■ Brief ■
Copy out the listing below with "rectangle" swapped for "bounding box" everywhere it occurs and nothing else altered. Leave out the pictures.
---*---
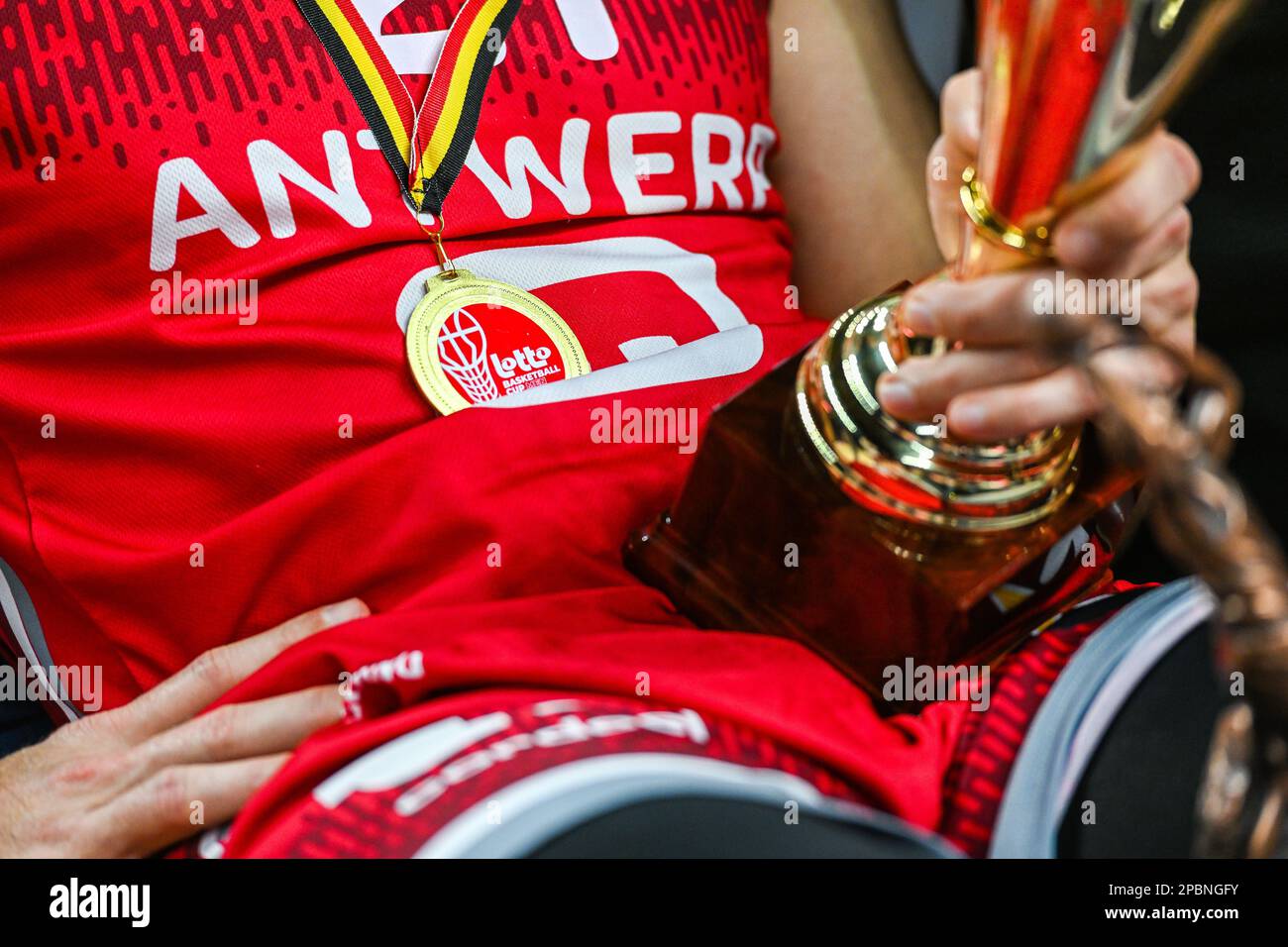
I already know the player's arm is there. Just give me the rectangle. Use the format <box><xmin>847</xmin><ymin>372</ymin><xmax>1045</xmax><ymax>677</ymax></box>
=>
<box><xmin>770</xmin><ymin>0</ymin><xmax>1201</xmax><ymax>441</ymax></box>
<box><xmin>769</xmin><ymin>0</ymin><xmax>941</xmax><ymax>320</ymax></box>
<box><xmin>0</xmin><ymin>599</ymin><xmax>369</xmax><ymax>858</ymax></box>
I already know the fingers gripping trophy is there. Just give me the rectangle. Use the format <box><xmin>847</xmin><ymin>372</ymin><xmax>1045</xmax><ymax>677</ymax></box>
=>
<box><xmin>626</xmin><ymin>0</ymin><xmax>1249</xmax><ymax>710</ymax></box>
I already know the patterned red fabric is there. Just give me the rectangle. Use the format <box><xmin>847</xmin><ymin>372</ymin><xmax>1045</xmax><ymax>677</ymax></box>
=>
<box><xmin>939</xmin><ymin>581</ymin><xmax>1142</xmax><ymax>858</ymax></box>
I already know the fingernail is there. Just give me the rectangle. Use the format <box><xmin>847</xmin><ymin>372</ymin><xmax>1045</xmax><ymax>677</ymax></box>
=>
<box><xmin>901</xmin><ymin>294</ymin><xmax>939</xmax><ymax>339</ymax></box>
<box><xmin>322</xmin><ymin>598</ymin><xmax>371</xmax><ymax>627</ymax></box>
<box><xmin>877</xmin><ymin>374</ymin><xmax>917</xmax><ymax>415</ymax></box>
---*---
■ Expected output ■
I already know the player's arm is there. Just give me the bounding box. Use the format <box><xmin>847</xmin><ymin>372</ymin><xmax>1045</xmax><ymax>677</ymax></box>
=>
<box><xmin>770</xmin><ymin>0</ymin><xmax>1201</xmax><ymax>441</ymax></box>
<box><xmin>769</xmin><ymin>0</ymin><xmax>941</xmax><ymax>320</ymax></box>
<box><xmin>0</xmin><ymin>599</ymin><xmax>369</xmax><ymax>858</ymax></box>
I already know the fingers gripping trophy is there. Just give me the bounding box. Use the format <box><xmin>847</xmin><ymin>372</ymin><xmax>1045</xmax><ymax>677</ymax></box>
=>
<box><xmin>626</xmin><ymin>0</ymin><xmax>1249</xmax><ymax>710</ymax></box>
I already know the patterned red fabric is there. Just give me the bounding box. Use the format <box><xmin>847</xmin><ymin>372</ymin><xmax>1045</xmax><ymax>677</ymax></box>
=>
<box><xmin>939</xmin><ymin>581</ymin><xmax>1142</xmax><ymax>858</ymax></box>
I already know the fingernail is there. Just give me the bounding box. Use the format <box><xmin>847</xmin><ymin>372</ymin><xmax>1045</xmax><ymax>677</ymax></box>
=>
<box><xmin>901</xmin><ymin>294</ymin><xmax>939</xmax><ymax>339</ymax></box>
<box><xmin>322</xmin><ymin>598</ymin><xmax>371</xmax><ymax>627</ymax></box>
<box><xmin>877</xmin><ymin>374</ymin><xmax>917</xmax><ymax>415</ymax></box>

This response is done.